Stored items
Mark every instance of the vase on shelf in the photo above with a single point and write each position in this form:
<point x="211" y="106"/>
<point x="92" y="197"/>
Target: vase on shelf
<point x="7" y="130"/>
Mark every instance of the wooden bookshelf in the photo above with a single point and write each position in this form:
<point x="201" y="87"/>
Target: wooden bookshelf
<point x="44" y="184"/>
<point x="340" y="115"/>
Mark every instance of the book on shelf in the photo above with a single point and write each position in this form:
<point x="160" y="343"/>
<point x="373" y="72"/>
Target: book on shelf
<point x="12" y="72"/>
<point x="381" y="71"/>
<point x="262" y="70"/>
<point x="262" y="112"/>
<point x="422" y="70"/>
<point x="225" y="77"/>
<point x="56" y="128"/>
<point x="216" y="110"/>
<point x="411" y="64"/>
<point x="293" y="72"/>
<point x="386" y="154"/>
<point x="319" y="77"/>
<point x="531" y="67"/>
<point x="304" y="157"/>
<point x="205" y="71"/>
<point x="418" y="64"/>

*TASK BRIEF*:
Convert every line above into a JSON list of strings, with one string per line and blank lines omitted.

*REPLY*:
[
  "Mark every instance of the vase on shelf in the photo above with a single point and write each position in this form:",
  "<point x=\"211\" y=\"106\"/>",
  "<point x=\"92\" y=\"197\"/>",
  "Target: vase on shelf",
  "<point x=\"7\" y=\"130\"/>",
  "Mark every instance of the wooden bookshelf in the photo above with a single point and write each position in this form:",
  "<point x=\"201\" y=\"87\"/>",
  "Target: wooden bookshelf",
  "<point x=\"44\" y=\"184\"/>",
  "<point x=\"340\" y=\"115\"/>",
  "Mark every instance of the book on shelf in the photo above with a single point and write each position in this form:",
  "<point x=\"160\" y=\"343\"/>",
  "<point x=\"373\" y=\"72\"/>",
  "Target: book on shelf",
  "<point x=\"12\" y=\"72\"/>",
  "<point x=\"381\" y=\"71\"/>",
  "<point x=\"262\" y=\"70\"/>",
  "<point x=\"262\" y=\"112\"/>",
  "<point x=\"422\" y=\"70\"/>",
  "<point x=\"225\" y=\"77\"/>",
  "<point x=\"56\" y=\"128\"/>",
  "<point x=\"216\" y=\"110\"/>",
  "<point x=\"411\" y=\"64\"/>",
  "<point x=\"293\" y=\"72\"/>",
  "<point x=\"386\" y=\"154\"/>",
  "<point x=\"319\" y=\"77\"/>",
  "<point x=\"531\" y=\"67\"/>",
  "<point x=\"304\" y=\"157\"/>",
  "<point x=\"205\" y=\"71\"/>",
  "<point x=\"418\" y=\"64\"/>"
]